### Short task
Count the lines in the records below that contain the string "tree", matching case exactly, and reply with only that number.

######

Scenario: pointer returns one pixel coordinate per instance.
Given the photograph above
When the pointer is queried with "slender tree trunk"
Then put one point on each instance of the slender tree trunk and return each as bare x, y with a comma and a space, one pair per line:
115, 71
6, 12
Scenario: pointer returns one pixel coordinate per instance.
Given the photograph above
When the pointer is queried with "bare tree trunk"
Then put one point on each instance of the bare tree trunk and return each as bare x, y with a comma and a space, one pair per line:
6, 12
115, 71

######

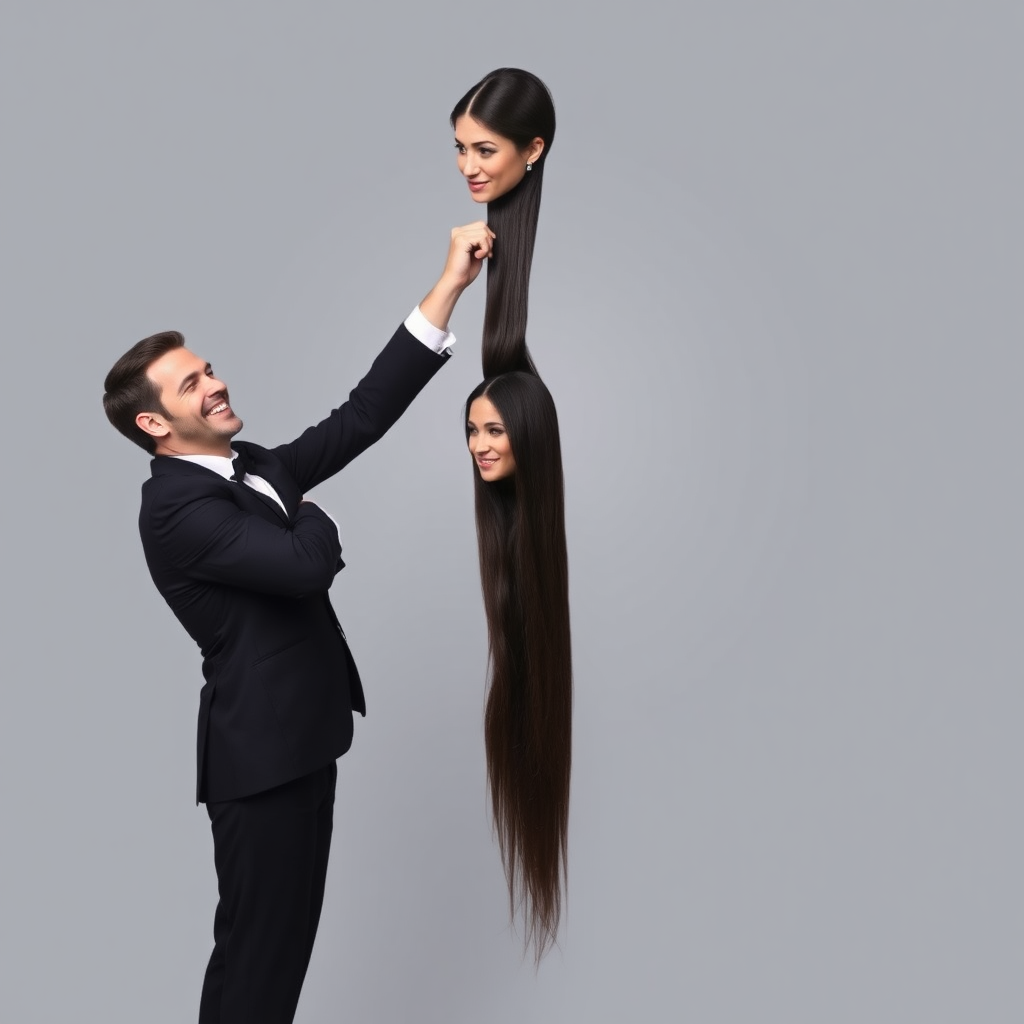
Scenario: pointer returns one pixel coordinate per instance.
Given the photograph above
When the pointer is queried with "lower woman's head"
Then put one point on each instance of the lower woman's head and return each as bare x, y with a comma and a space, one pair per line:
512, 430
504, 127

######

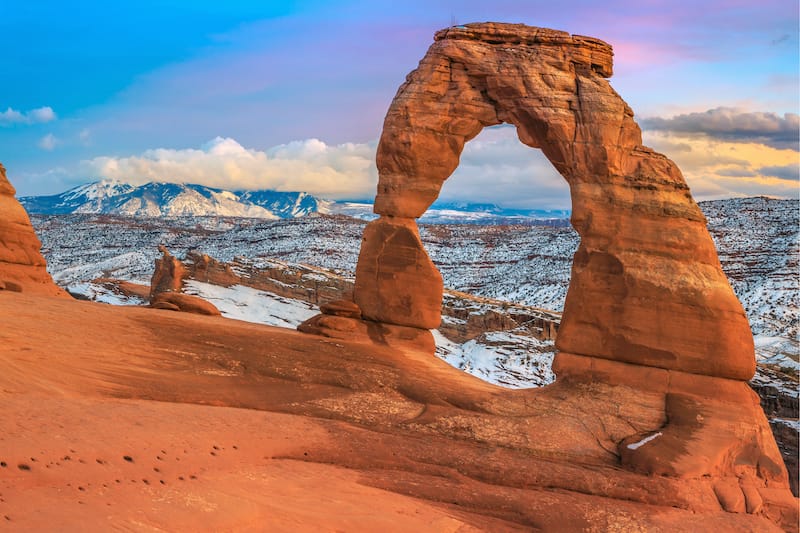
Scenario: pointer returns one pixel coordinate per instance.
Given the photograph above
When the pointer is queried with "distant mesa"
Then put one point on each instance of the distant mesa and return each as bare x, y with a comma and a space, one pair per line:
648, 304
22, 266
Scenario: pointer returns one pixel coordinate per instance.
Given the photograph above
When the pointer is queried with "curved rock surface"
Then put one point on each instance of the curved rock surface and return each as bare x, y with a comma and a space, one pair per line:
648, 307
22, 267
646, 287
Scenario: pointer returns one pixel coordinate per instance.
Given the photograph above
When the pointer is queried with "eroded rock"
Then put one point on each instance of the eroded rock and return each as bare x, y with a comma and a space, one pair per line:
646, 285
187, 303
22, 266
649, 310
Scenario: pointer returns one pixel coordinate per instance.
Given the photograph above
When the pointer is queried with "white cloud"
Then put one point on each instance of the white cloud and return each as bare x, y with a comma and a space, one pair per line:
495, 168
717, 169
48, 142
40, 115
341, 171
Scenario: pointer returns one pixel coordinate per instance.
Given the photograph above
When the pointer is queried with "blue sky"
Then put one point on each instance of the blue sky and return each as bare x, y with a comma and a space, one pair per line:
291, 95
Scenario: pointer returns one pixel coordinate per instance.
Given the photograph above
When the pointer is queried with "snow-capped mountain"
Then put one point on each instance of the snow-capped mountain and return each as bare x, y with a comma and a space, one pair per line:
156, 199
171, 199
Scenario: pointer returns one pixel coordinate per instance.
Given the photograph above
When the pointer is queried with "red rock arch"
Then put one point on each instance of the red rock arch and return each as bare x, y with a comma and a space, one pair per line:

######

### Exercise answer
4